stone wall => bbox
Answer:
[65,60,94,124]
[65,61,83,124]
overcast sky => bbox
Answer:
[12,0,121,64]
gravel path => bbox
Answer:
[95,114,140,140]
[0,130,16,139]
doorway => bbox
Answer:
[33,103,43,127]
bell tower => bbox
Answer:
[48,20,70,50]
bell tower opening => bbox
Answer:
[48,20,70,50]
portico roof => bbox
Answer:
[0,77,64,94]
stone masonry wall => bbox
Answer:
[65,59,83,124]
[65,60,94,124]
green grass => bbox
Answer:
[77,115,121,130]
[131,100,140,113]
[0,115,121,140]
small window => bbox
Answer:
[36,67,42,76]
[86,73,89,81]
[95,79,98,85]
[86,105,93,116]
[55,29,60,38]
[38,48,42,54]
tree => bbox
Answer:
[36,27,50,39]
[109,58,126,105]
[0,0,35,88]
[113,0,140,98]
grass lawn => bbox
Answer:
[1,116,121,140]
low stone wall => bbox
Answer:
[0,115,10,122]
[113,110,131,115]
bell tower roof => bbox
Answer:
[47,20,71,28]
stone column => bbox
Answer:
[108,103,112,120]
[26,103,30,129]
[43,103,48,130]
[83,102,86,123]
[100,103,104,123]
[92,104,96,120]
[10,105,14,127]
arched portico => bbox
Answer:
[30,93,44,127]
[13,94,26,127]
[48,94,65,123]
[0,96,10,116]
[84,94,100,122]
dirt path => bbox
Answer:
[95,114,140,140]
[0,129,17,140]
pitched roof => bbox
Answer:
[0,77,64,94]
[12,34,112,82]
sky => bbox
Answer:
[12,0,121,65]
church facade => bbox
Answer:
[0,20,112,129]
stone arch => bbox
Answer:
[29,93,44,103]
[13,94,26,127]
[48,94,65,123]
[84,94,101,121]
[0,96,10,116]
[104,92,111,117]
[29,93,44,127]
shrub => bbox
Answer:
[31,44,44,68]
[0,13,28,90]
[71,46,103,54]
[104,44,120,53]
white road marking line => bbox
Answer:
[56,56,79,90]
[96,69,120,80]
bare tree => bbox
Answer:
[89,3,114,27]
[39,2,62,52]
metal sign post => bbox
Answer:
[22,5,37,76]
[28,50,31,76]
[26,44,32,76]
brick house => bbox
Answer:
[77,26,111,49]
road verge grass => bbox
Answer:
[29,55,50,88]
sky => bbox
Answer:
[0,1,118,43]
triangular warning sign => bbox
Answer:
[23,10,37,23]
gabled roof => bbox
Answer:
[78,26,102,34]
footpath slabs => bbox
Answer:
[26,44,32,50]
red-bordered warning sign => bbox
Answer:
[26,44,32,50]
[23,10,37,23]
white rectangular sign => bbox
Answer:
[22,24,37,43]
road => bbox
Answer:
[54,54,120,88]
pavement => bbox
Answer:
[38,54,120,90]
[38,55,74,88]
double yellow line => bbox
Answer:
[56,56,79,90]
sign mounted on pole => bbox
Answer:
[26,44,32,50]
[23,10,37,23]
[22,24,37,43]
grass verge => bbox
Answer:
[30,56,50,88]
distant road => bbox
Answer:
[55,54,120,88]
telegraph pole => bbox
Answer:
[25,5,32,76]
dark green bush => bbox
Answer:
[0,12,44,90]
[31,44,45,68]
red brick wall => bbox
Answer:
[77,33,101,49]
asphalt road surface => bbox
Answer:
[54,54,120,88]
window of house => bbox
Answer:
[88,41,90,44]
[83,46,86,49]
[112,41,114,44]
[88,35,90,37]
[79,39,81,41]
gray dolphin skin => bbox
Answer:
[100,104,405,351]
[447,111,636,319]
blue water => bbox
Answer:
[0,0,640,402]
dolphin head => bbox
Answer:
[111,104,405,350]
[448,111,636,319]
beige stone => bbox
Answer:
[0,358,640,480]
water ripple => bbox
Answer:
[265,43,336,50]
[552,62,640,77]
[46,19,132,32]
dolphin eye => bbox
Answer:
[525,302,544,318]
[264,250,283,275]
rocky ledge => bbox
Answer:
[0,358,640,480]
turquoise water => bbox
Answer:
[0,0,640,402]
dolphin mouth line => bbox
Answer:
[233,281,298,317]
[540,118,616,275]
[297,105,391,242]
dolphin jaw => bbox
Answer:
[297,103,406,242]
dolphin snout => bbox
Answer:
------
--- Aim of the exercise ---
Repeat the preceding lines exactly, please, every one of them.

--- Result below ---
stone wall => bbox
Answer:
[65,60,94,124]
[65,61,83,124]
overcast sky => bbox
Answer:
[12,0,121,64]
gravel path => bbox
Answer:
[95,114,140,140]
[0,130,16,139]
doorway => bbox
Answer:
[33,103,43,127]
bell tower => bbox
Answer:
[48,20,70,50]
bell tower opening => bbox
Answer:
[48,20,70,50]
portico roof => bbox
Answer:
[0,77,64,94]
stone masonry wall => bbox
Answer:
[65,59,83,124]
[65,60,94,124]
green grass => bbox
Answer:
[77,115,121,130]
[131,100,140,113]
[0,115,121,140]
small window => bbox
Answer:
[36,67,42,76]
[86,73,89,81]
[95,79,98,85]
[86,105,93,116]
[55,29,60,38]
[38,48,42,54]
tree => bbox
Answer:
[36,27,50,39]
[109,58,126,105]
[0,0,35,88]
[113,0,140,98]
grass lawn => bbox
Answer:
[1,116,121,140]
low stone wall => bbox
Answer:
[0,115,10,122]
[113,110,131,115]
bell tower roof => bbox
Answer:
[47,20,71,28]
stone column => bbox
Answer:
[108,103,112,120]
[26,103,30,129]
[43,103,48,130]
[83,102,86,123]
[100,103,104,123]
[92,104,96,120]
[10,105,14,127]
arched portico => bbox
Answer:
[30,93,44,127]
[13,94,26,127]
[48,94,65,123]
[0,96,10,116]
[84,94,100,122]
dirt path => bbox
Answer:
[95,114,140,140]
[0,129,17,140]
pitched roof => bbox
Answer:
[0,77,64,94]
[12,34,112,82]
sky => bbox
Answer:
[12,0,121,65]
church facade => bbox
Answer:
[0,20,112,129]
stone arch => bbox
Answer:
[29,93,44,103]
[13,94,26,127]
[48,94,65,123]
[84,94,101,121]
[0,96,10,116]
[104,92,111,117]
[29,93,44,127]
shrub => bbox
Answer:
[31,44,44,68]
[0,13,28,90]
[71,46,103,54]
[104,44,120,53]
white road marking line => bbox
Answer:
[56,56,79,90]
[96,69,120,80]
bare tree => bbox
Answer:
[89,3,114,27]
[39,2,62,52]
metal sign post => bbox
Answer:
[22,5,37,76]
[28,50,31,76]
[26,44,32,76]
brick house => bbox
Answer:
[77,26,111,49]
road verge grass => bbox
Answer:
[29,55,50,88]
sky => bbox
Answer:
[0,1,118,43]
triangular warning sign => bbox
Answer:
[23,10,37,23]
gabled roof => bbox
Answer:
[78,26,102,34]
footpath slabs => bbox
Answer:
[26,44,32,50]
red-bordered warning sign => bbox
Answer:
[26,44,32,50]
[23,10,37,23]
white rectangular sign => bbox
Answer:
[22,24,37,43]
road => bbox
Answer:
[54,54,120,88]
pavement => bbox
Answer:
[38,54,120,90]
[38,55,74,88]
double yellow line => bbox
Answer:
[56,56,79,90]
sign mounted on pole => bbox
Answer:
[26,44,32,50]
[23,10,37,23]
[22,24,37,43]
grass verge => bbox
Answer:
[30,56,50,88]
distant road => bbox
Answer:
[55,54,120,88]
telegraph pole => bbox
Answer:
[25,5,32,76]
dark green bush => bbox
Answer:
[0,12,44,90]
[31,44,45,68]
red brick wall => bbox
Answer:
[77,33,101,49]
asphalt road surface => bbox
Answer:
[54,54,120,88]
window of house => bbox
Answer:
[88,41,90,44]
[83,46,86,49]
[112,41,114,44]
[88,35,90,37]
[79,39,81,41]
gray dolphin skin => bbox
Answer:
[100,104,405,351]
[447,111,636,319]
blue water => bbox
Answer:
[0,0,640,402]
dolphin head => bbox
Answer:
[111,104,405,350]
[448,111,636,319]
beige stone => bbox
Answer:
[0,358,640,480]
water ripple => bbox
Answer:
[265,43,336,50]
[552,62,640,77]
[46,19,132,32]
dolphin eye => bbox
Answer:
[525,302,544,318]
[264,250,283,275]
rocky ledge => bbox
Answer:
[0,358,640,480]
turquoise water => bbox
Answer:
[0,0,640,402]
dolphin mouth line => bbox
Answer:
[233,281,298,317]
[540,118,616,275]
[297,105,391,242]
dolphin jaw => bbox
Answer:
[297,103,406,242]
dolphin snout => bbox
Answer:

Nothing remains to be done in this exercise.